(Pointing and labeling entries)
┄┄┄┄┄┄┄┄┄┄

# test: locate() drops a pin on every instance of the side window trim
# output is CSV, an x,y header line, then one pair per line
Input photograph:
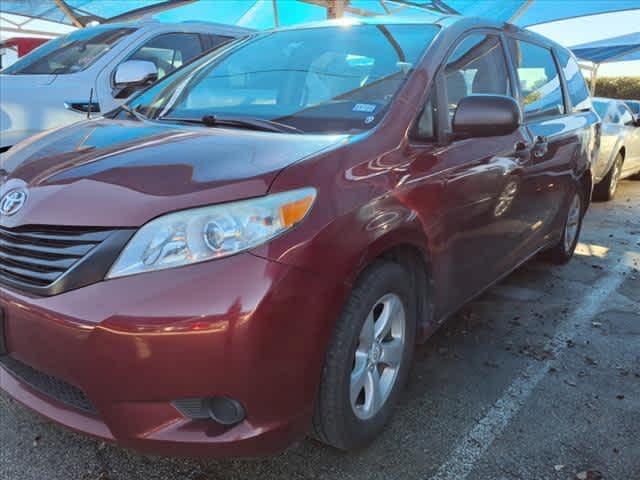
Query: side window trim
x,y
564,87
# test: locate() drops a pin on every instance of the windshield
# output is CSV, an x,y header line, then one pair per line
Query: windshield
x,y
69,54
326,79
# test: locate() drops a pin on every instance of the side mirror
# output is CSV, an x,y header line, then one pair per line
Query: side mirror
x,y
486,116
135,73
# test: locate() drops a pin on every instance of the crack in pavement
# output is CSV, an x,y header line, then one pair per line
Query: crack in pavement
x,y
481,436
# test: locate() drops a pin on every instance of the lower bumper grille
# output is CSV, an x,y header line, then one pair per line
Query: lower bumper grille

┄┄┄┄┄┄┄┄┄┄

GIVEN PROBLEM: Leave the pictures out and write out every entry exactly as given.

WRITTEN REPLY:
# test: locate() drops a pin on every instance of the side window trim
# output is CSV, an x,y header line, then one pair per line
Input photograph:
Query: side window trim
x,y
564,87
# test: locate() drops a pin on every instance of the windshield
# output is CSV, an x,y header line, then one pair per line
Query: windshield
x,y
69,54
326,79
# test: locate() drops a pin on every instance of the side mirror
# output is CSV, an x,y header line, then one pair per line
Query: side mirror
x,y
486,116
135,73
# test: locate() drops a pin on every instance of the crack in pavement
# output is CSV, an x,y header line, then one pair per line
Query: crack in pavement
x,y
481,436
# test: locate() drops a pin on every instance of the lower bumper grille
# output is CSV, an x,y header line, then one pair per line
Query: lower bumper grille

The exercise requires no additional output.